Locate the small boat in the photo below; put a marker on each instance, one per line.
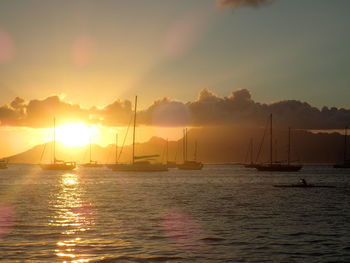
(57, 164)
(3, 164)
(92, 164)
(140, 166)
(138, 163)
(346, 161)
(278, 167)
(250, 151)
(169, 164)
(189, 165)
(275, 166)
(302, 184)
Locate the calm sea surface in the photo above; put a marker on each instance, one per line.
(219, 214)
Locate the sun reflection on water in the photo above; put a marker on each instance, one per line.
(74, 216)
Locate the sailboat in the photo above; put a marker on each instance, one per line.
(346, 161)
(189, 165)
(3, 164)
(57, 164)
(278, 167)
(250, 151)
(169, 164)
(139, 163)
(92, 164)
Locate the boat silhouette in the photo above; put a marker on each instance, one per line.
(189, 164)
(278, 166)
(346, 161)
(139, 163)
(57, 164)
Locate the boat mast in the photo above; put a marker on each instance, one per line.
(195, 150)
(271, 139)
(288, 146)
(251, 150)
(90, 149)
(345, 143)
(116, 148)
(167, 150)
(54, 140)
(133, 136)
(184, 145)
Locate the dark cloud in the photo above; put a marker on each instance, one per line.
(208, 109)
(243, 3)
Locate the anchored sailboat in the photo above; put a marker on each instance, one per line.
(189, 165)
(57, 164)
(346, 161)
(170, 164)
(139, 163)
(92, 164)
(278, 167)
(250, 152)
(3, 164)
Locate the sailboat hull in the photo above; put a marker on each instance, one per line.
(3, 165)
(278, 168)
(58, 167)
(190, 166)
(139, 167)
(345, 165)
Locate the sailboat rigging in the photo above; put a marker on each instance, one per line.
(139, 163)
(346, 161)
(278, 166)
(189, 165)
(55, 163)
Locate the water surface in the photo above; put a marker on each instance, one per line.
(219, 214)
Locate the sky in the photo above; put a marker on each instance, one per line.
(94, 52)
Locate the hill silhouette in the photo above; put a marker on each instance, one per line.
(215, 145)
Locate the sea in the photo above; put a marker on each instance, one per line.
(224, 213)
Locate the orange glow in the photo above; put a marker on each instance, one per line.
(76, 134)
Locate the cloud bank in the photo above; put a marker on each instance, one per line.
(243, 3)
(208, 109)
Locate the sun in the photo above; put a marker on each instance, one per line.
(76, 134)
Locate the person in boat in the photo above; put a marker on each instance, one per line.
(303, 181)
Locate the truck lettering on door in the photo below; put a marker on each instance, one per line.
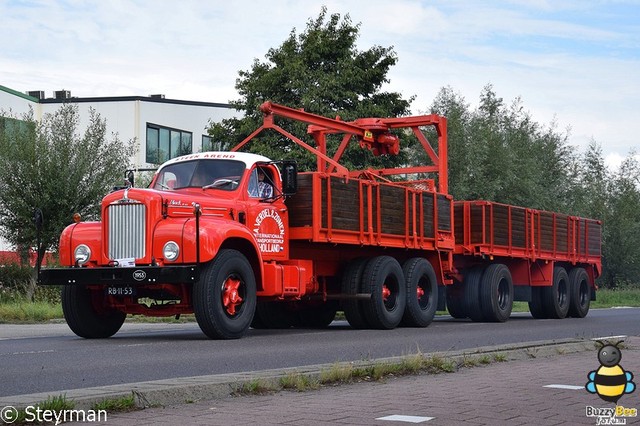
(269, 231)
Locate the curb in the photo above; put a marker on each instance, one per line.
(191, 389)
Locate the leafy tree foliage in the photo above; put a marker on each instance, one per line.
(622, 225)
(499, 153)
(48, 165)
(321, 71)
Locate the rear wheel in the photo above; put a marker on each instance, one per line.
(384, 280)
(471, 284)
(82, 316)
(351, 283)
(579, 293)
(555, 298)
(422, 292)
(224, 299)
(496, 293)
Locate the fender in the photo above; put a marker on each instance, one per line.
(88, 233)
(213, 233)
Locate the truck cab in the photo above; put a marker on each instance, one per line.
(214, 216)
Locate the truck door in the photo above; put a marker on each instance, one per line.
(266, 213)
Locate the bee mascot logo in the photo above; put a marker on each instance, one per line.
(610, 381)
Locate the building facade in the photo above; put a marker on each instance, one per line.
(158, 128)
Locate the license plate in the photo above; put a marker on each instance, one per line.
(120, 291)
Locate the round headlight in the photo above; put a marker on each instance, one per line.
(171, 251)
(82, 254)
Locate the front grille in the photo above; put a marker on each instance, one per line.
(127, 231)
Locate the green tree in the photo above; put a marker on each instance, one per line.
(49, 165)
(498, 152)
(621, 260)
(321, 71)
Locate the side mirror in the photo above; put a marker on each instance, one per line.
(289, 178)
(130, 177)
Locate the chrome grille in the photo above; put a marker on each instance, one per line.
(127, 231)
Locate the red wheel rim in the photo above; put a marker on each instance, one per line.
(231, 299)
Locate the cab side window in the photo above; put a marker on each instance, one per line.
(260, 183)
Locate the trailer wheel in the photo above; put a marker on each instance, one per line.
(555, 298)
(472, 305)
(455, 300)
(422, 293)
(496, 293)
(351, 283)
(82, 316)
(224, 299)
(579, 293)
(384, 280)
(535, 304)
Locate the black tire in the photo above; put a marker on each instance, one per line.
(471, 284)
(535, 304)
(579, 293)
(555, 298)
(496, 293)
(317, 316)
(351, 283)
(384, 280)
(422, 293)
(455, 300)
(274, 315)
(82, 317)
(224, 299)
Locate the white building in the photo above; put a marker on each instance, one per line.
(159, 128)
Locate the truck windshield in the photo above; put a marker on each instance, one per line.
(219, 174)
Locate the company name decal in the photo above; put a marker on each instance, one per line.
(269, 231)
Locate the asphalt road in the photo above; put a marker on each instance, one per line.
(44, 358)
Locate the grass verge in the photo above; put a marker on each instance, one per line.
(19, 310)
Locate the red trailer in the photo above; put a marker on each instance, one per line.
(201, 239)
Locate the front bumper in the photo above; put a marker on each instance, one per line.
(114, 276)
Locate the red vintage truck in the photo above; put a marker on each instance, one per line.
(242, 241)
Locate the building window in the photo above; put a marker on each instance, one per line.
(164, 143)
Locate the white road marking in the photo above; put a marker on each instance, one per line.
(570, 387)
(407, 419)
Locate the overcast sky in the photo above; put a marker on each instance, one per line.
(573, 61)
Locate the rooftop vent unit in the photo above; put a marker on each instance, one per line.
(62, 94)
(39, 94)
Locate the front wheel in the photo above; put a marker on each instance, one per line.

_____

■ **Task to carry out**:
Return all of the data above line for line, unchanged, leaving out the pictures.

■ **Output for this exercise**:
Locate the small boat in the photo below; put a marker on each instance, one per line.
(57, 164)
(3, 164)
(92, 164)
(140, 166)
(138, 163)
(346, 161)
(278, 167)
(250, 151)
(169, 164)
(189, 165)
(275, 166)
(302, 184)
Locate the calm sea surface in the photo above; put a marker on each instance, one per line.
(219, 214)
Locate the sun reflection on water in the photo above; put a marker on each instance, one per line.
(74, 216)
Locate the sailboat in the photo above; put a marker on each instance, one per line.
(346, 161)
(189, 165)
(3, 164)
(57, 164)
(278, 167)
(250, 151)
(169, 164)
(139, 163)
(92, 164)
Locate the boat silhouette in the photo above; put a marker on each instance, one per line.
(189, 164)
(278, 166)
(346, 161)
(139, 163)
(57, 164)
Locate the boat mast in the photo above; put a marker on each instance, one per line.
(195, 150)
(271, 139)
(288, 146)
(251, 150)
(90, 149)
(345, 143)
(116, 148)
(167, 150)
(54, 140)
(133, 136)
(184, 145)
Locate the dark cloud in the photo above; put a marker on each instance, one per line.
(208, 109)
(243, 3)
Locate the anchored sailboat in the photo above; put a marker on each instance, one per line.
(189, 165)
(57, 164)
(346, 161)
(170, 164)
(139, 163)
(92, 164)
(278, 167)
(250, 152)
(3, 164)
Locate the sailboat hull in the photo above; put a marker on each instance, one per line.
(3, 165)
(278, 168)
(58, 167)
(190, 166)
(139, 167)
(345, 165)
Locate the sailboat rigging in the photo above; put a marker on each instance, one per line.
(139, 163)
(346, 161)
(278, 166)
(189, 165)
(55, 163)
Locate the water surface in the photo above; put a marker on each instance, one per line.
(219, 214)
Locate the sky in the photo above; put a marker on each instance, one per line.
(94, 52)
Locate the hill silhouette in the photo above; put a marker on each instance, one per line.
(215, 145)
Locate the sea in the photo above; put a marker on each instance, one per line.
(224, 213)
Locate the orange glow in the photo above; put a marker on each instance, one per line.
(76, 134)
Locate the cloud bank in the photo above; put a marker on each instance, one per line.
(243, 3)
(208, 109)
Locate the sun in the photo above; put a marker on each instance, one per line.
(76, 134)
Locate the person in boat in the photo above; put a marker on each instance, one per line.
(303, 181)
Locate the truck lettering on door in the photo below; put a marker on each instance, one per line.
(269, 231)
Locate the curb in the photo above; put a marker on each instance, one per line.
(191, 389)
Locate the leafy tree foliage in the photo above; put a marker on each instance, one per line.
(622, 225)
(499, 153)
(48, 165)
(321, 71)
Locate the rear wheel in the photo above; put a marker on each instance, one per line.
(384, 280)
(471, 284)
(82, 316)
(351, 283)
(579, 293)
(555, 298)
(422, 292)
(224, 299)
(496, 293)
Locate the fender in the photo above; put a marker on each instance, one per line.
(88, 233)
(213, 233)
Locate the truck cab in the photo above; put a marker on each instance, one per line.
(214, 216)
Locate the truck door in the photo above; put a marker on each instance, one per line.
(266, 213)
Locate the bee mascot logo in the photo above; put a marker on each instance, one per line.
(610, 381)
Locate the building facade in the photo above; put a marker on each instance, one per line.
(158, 128)
Locate the license plate in the photo above; put a marker on each instance, one per line.
(120, 291)
Locate the round headlight in the photo above; put a marker on each instance, one per line.
(171, 251)
(82, 254)
Locate the front grille in the photo above; put a marker on each instance, one per line.
(127, 231)
Locate the green tree in the photo above; put a marker on each instance, one per line.
(49, 165)
(498, 152)
(621, 260)
(321, 71)
Locate the side mirror in the photo above; put a marker on each instance, one per line.
(289, 178)
(130, 177)
Locate the chrome grille in the photo above; put a marker on each instance, one per line.
(127, 231)
Locate the red wheel rim in the photo above; put a marker on each instance, one per line.
(231, 299)
Locate the cab side window in the photo above; put a marker on each instance, one per line.
(260, 183)
Locate the trailer wheel in the photo above; put a marker on each instance, one per line.
(555, 298)
(472, 305)
(455, 300)
(422, 293)
(496, 293)
(351, 283)
(82, 316)
(224, 299)
(579, 293)
(384, 280)
(535, 304)
Locate the black tire in the photo above; put a marker on each instance, one per line.
(471, 284)
(535, 304)
(579, 293)
(555, 298)
(496, 293)
(317, 316)
(351, 283)
(384, 280)
(422, 293)
(455, 300)
(274, 315)
(82, 317)
(224, 299)
Locate the white building in the photo above; put a marker on each instance, one per line.
(159, 128)
Locate the truck windshield in the photo above; put a marker on each instance, one per line.
(219, 174)
Locate the company name decal in the photo above; put a marker on each instance, one per line.
(269, 231)
Locate the asphalt road in the photo above; put a marker on each instance, one per line.
(44, 358)
Locate the grass verge in the photo above; put a marker on each instance, one per line.
(19, 310)
Locate the red trailer in the photo above; put a marker on each instance, one per line.
(201, 239)
Locate the front bumper in the photo above; put a marker on each instance, one per line.
(114, 276)
Locate the red vintage truck in the photo above; put a marker on each instance, one per line.
(242, 241)
Locate the building window in the photo above; put a marker on each instance, one per line.
(164, 143)
Locate the white road marking in the photo above; put a marker on each instance, one per line.
(570, 387)
(407, 419)
Locate the overcast sky in the photo above; put a marker on each instance, one per line.
(573, 61)
Locate the rooftop vent unit in the photo above; put a marker on each instance, one per line.
(62, 94)
(39, 94)
Locate the front wheel in the photo above; put a marker on each instance, one per line.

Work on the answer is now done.